Passage shown:
It was with great surprise that I read Mr. Anthony Noel's "Crossing the Abyss" essay in favor of the Employee Forced (sic) Choice Act (EFCA). I do not know who he is talking to, but no owner or manager in the industry with whom I have spoken within the last two years has expressed support for the EFCA proposal and its potential draconian negative effect on the entire distribution chain. And this is especially true of small manufacturers where neither the employees nor the owners want unions to poison existing relationships or to collect mandatory dues from workers, which funds otherwise would be used to support family needs.
A fundamental question is why such legislation is needed when unions already win 67 percent of secret ballot elections and added 420,000 new members last year. Despite the current $5 million advertising campaign by the unions and several more millions in political contributions to Congress, the EFCA bill has not moved.

Job: Print the part of the EFCA letter that begins with the words "It was with" and ends after "support family needs.". Rely only on the EFCA letter.

Record set:
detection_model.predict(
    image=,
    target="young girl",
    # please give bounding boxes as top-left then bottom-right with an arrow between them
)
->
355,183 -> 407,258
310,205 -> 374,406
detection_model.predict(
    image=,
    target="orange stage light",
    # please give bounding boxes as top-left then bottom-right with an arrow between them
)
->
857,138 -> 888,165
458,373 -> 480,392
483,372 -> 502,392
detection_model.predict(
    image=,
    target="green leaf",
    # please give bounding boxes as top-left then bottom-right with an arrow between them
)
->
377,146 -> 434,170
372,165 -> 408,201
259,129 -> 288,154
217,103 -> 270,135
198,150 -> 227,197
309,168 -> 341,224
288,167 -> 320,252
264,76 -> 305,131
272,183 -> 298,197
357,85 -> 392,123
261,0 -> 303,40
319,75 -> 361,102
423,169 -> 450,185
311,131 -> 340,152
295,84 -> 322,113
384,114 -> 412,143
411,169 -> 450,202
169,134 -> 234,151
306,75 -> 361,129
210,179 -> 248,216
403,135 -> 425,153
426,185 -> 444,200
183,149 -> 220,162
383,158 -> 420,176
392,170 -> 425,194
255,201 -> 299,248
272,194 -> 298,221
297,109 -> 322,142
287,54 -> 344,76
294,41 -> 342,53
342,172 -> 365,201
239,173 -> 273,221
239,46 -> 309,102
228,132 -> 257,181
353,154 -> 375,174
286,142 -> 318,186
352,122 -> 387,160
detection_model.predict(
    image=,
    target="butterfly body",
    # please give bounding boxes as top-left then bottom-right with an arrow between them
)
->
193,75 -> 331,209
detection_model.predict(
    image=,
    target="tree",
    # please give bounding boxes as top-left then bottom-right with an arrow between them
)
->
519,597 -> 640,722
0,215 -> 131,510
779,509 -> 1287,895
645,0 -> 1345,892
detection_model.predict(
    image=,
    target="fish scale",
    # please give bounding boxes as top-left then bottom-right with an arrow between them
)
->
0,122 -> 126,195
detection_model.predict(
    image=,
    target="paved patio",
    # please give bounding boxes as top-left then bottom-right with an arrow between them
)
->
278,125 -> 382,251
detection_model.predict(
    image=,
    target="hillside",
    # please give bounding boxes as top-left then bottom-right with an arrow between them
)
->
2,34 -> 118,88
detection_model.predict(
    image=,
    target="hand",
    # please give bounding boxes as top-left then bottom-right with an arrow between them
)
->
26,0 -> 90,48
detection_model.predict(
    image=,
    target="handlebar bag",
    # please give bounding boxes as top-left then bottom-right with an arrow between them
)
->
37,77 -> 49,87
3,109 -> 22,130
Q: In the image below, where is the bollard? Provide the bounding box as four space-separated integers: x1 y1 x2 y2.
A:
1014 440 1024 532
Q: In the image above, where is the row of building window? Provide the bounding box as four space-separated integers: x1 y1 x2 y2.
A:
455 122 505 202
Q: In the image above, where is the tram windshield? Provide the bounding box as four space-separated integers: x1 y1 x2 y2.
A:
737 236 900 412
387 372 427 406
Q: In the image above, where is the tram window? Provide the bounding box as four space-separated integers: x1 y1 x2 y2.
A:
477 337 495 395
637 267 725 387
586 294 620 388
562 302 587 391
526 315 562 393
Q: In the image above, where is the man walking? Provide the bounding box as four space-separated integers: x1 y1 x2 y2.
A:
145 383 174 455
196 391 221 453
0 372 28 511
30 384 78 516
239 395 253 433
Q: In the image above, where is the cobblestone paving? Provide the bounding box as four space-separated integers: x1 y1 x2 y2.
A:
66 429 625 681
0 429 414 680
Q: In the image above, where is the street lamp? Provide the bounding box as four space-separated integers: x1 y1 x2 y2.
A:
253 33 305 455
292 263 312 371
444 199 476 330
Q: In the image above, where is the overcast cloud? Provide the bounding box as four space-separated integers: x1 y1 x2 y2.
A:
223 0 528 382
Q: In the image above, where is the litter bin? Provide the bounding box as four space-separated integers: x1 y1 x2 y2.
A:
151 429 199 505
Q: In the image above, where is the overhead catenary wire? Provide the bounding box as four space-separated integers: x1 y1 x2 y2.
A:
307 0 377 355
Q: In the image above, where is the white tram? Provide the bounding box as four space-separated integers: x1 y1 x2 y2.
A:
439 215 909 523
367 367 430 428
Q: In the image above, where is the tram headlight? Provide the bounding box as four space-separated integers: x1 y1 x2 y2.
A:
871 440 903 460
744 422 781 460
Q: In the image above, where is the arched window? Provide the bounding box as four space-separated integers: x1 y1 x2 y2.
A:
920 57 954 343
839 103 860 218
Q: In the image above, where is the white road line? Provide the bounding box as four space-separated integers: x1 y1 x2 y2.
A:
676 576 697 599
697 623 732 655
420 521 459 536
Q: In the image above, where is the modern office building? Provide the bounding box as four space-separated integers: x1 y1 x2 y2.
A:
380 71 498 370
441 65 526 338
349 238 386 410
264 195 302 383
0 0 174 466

Full solution:
It was with great surprise that I read Mr. Anthony Noel's "Crossing the Abyss" essay in favor of the Employee Forced (sic) Choice Act (EFCA). I do not know who he is talking to, but no owner or manager in the industry with whom I have spoken within the last two years has expressed support for the EFCA proposal and its potential draconian negative effect on the entire distribution chain. And this is especially true of small manufacturers where neither the employees nor the owners want unions to poison existing relationships or to collect mandatory dues from workers, which funds otherwise would be used to support family needs.